* [DATA FOR REVIEW]:
....................
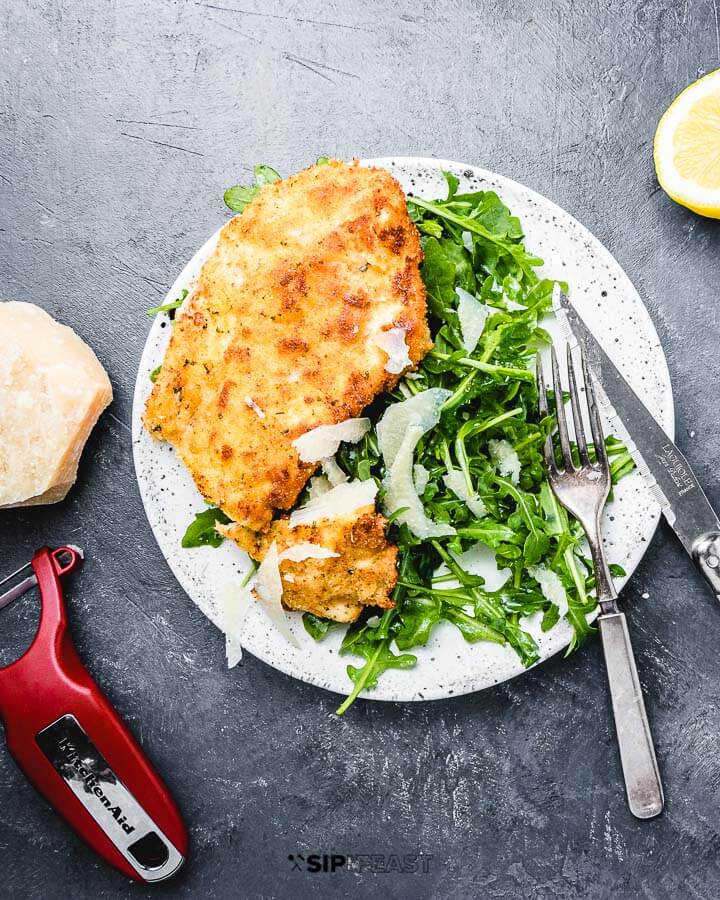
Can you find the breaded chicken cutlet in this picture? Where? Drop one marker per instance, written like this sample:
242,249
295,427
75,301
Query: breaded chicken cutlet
....................
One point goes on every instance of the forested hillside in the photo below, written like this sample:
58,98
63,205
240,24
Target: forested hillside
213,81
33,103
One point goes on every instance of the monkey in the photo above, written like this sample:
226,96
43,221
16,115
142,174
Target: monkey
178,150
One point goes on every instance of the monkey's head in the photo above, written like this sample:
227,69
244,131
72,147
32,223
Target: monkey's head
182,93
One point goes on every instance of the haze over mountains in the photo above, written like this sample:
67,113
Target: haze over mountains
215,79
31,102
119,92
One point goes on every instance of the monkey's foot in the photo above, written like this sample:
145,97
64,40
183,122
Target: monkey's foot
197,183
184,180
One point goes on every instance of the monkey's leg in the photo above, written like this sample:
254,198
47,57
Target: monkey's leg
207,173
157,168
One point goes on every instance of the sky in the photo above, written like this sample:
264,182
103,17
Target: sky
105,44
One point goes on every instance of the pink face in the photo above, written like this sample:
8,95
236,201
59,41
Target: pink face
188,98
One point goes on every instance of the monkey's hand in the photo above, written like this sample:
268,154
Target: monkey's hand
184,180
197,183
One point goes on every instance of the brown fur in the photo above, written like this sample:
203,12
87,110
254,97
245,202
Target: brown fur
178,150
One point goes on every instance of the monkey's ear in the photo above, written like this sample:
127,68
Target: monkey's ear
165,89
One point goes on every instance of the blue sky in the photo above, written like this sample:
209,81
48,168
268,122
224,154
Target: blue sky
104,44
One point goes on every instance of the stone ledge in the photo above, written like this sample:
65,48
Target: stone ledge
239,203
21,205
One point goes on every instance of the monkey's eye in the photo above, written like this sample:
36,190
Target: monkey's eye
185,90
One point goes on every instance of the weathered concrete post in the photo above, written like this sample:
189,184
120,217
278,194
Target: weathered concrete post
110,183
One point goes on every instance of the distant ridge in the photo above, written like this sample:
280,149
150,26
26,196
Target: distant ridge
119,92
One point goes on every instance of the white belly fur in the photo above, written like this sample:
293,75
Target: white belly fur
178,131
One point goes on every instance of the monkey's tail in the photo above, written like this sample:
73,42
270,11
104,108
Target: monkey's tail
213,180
....................
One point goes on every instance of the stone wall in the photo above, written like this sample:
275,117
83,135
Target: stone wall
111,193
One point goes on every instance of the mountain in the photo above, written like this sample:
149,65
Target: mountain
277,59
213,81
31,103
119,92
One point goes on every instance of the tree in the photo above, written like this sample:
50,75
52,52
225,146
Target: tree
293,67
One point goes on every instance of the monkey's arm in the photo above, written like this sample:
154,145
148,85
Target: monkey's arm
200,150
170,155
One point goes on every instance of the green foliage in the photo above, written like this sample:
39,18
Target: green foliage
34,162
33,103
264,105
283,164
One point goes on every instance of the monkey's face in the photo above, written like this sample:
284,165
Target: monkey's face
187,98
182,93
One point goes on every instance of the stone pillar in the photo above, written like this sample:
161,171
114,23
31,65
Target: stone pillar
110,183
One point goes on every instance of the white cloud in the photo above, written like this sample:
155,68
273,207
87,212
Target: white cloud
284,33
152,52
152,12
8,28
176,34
....................
* [ASSIGNED TASK]: What you give back should be only the lines of the records above, starting at the line with "Can you find" and ending at the line with "Query: breaded chicken cutlet", restated word for word.

* [YOUR RESPONSE]:
Can you find the breaded chicken cutlet in this picture? Where? Drop one marker per instance, written like this sample:
242,249
295,427
75,301
Query: breaded chicken cutlet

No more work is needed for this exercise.